Prompt: Write out every item below word for word, keeping each line unchanged.

┏━━

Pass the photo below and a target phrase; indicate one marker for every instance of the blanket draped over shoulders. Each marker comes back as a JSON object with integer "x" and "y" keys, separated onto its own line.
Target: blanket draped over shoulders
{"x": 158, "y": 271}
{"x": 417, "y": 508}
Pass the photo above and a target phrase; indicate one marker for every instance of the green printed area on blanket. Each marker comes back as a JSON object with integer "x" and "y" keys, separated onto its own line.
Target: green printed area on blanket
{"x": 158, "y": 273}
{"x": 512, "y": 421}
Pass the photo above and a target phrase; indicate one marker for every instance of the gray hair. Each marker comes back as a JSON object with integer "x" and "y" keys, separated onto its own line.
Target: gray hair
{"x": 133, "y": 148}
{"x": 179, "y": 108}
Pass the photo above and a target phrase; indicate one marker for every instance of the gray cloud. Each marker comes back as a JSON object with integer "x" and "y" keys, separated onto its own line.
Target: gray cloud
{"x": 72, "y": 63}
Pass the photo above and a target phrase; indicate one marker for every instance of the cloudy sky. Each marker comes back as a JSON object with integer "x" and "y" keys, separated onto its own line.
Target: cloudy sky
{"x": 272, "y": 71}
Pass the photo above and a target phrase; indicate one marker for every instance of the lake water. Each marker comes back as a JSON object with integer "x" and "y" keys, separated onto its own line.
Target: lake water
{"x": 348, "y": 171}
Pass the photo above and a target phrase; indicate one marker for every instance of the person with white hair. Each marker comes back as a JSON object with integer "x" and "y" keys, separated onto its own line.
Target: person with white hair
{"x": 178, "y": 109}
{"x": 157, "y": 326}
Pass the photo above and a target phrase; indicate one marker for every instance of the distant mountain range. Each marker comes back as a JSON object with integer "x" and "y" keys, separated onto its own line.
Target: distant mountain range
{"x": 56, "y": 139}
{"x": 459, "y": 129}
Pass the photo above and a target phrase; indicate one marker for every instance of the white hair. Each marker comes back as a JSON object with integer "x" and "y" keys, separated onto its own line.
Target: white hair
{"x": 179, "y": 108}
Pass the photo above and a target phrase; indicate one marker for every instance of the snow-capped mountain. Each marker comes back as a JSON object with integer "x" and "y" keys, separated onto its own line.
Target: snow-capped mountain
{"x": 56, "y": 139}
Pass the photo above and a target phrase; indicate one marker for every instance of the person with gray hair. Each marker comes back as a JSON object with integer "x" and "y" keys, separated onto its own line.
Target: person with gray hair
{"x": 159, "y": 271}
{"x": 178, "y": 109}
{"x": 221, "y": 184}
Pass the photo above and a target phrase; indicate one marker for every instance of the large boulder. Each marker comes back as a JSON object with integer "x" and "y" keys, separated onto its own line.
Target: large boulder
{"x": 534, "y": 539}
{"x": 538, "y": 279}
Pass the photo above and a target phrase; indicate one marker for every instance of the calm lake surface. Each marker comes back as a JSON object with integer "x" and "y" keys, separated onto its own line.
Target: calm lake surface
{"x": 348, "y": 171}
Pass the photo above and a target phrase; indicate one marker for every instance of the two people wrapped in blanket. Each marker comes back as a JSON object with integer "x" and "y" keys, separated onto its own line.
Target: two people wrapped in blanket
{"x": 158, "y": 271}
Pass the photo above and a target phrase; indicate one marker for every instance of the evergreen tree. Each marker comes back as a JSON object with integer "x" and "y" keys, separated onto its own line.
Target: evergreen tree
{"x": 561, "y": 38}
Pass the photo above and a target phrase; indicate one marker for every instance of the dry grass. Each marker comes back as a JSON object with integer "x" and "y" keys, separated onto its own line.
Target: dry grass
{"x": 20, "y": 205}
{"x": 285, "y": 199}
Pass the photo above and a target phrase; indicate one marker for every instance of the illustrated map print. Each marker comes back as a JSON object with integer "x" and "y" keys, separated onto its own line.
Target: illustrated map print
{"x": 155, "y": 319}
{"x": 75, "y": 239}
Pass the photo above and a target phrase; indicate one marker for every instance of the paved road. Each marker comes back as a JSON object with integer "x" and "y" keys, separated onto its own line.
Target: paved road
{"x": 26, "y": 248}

┗━━

Exercise output:
Pass the photo below and a target phrase; indicate one marker for every instance of the blanket draped over shoulders. Each marker comes back as a JSON object with integer "x" and "y" keys, separated onto its own line.
Target: blanket draped over shoulders
{"x": 158, "y": 271}
{"x": 417, "y": 508}
Pass the photo above and a target phrase; indicate one marker for every instance of the green printed area on blanket. Each marker comes back as a JSON object with integer "x" and "y" keys, separated onto its own line.
Target: green printed area on blanket
{"x": 158, "y": 273}
{"x": 512, "y": 421}
Pass the photo above and a target phrase; indicate one marker for every instance of the gray hair. Each marker comes back as a JSON object with integer "x" and "y" keys, separated onto its own line.
Target: gray hair
{"x": 133, "y": 148}
{"x": 179, "y": 108}
Pass the photo above and a target phrase; indicate one marker for every instance of the gray cloud. Each marker comes back as a JSON object with integer "x" and "y" keys, separated onto its own line.
Target: gray cloud
{"x": 72, "y": 63}
Pass the photo above and a target phrase; indicate one marker for every instance of the cloudy sky. Each marker comes back as a JSON object with integer "x" and "y" keys, separated onto its own line.
Target: cloudy sky
{"x": 272, "y": 71}
Pass the photo above and a target phrase; indicate one marker for every instance of the lake water. Each marker comes back as a JSON object with integer "x" and "y" keys, separated onto its own line.
Target: lake water
{"x": 348, "y": 171}
Pass the photo above and a target phrase; indicate one marker for every instance of the person with white hair. Each marker comes back as a JSON object with integer "x" and "y" keys, separated onto its own line.
Target: person with white hair
{"x": 178, "y": 109}
{"x": 157, "y": 326}
Pass the photo above and a target phrase; indicate one marker for every instance of the distant mountain range. Each marker comes back as a JSON object with integer "x" and "y" keys, separated onto its own line.
Target: distant mountain range
{"x": 56, "y": 139}
{"x": 459, "y": 129}
Pass the photo above and a target phrase; indicate one marker for every instance of the white hair. Each marker comes back as a JSON object with integer "x" and "y" keys, separated onto its own line.
Target: white hair
{"x": 179, "y": 108}
Pass the photo above and a target phrase; indicate one marker for every instance of the snow-capped mountain. Each marker comes back as a JSON object with integer "x" and "y" keys, separated onto its own line.
Target: snow-capped mountain
{"x": 56, "y": 139}
Pass the photo above and a target phrase; indicate one marker for every instance of the person with gray hair. Each marker comes back as a JSON object with integer "x" and "y" keys, separated onto its own line.
Target: person with gray hair
{"x": 159, "y": 271}
{"x": 178, "y": 109}
{"x": 221, "y": 184}
Pass the photo above and a target phrase; indicate one marker for every instance of the large boulder. Each marker comes back as a JSON object with integer "x" and "y" keys, separated onto its own line.
Target: large boulder
{"x": 534, "y": 539}
{"x": 538, "y": 279}
Pass the photo above and a target phrase; indicate one marker for every instance of the calm lake surface. Each marker comes back as a JSON object with integer "x" and "y" keys, separated onto its own line.
Target: calm lake surface
{"x": 348, "y": 171}
Pass the photo above and a target phrase; indicate one marker for every instance of the two people wrapped in blanket. Each marker comes back as a JSON object with integer "x" and "y" keys, separated onto its own line.
Target: two people wrapped in blanket
{"x": 158, "y": 271}
Pass the photo above and a target phrase; indicate one marker for every instance of the evergreen tree. Each marker comes back as a JSON object with integer "x" and "y" keys, separated onto its own line.
Target: evergreen tree
{"x": 561, "y": 38}
Pass the photo above and a target phrase; indicate one marker for every instance of the dry grass. Each marker comes back as a JSON object with integer "x" and "y" keys, separated onto its own line.
Target: dry grass
{"x": 20, "y": 205}
{"x": 285, "y": 199}
Pass the photo above and a target phrase; indicate one marker for every instance of the illustrated map print. Each marker comes back as a JSON object with integer "x" and "y" keys, separated onto its own line.
Target: illustrated map print
{"x": 155, "y": 319}
{"x": 75, "y": 239}
Pass the photo above and a target phrase; indicate one marker for every instance of the paved road. Each marker comes back as a JSON object with integer "x" and "y" keys, separated onto its own line.
Target: paved road
{"x": 26, "y": 248}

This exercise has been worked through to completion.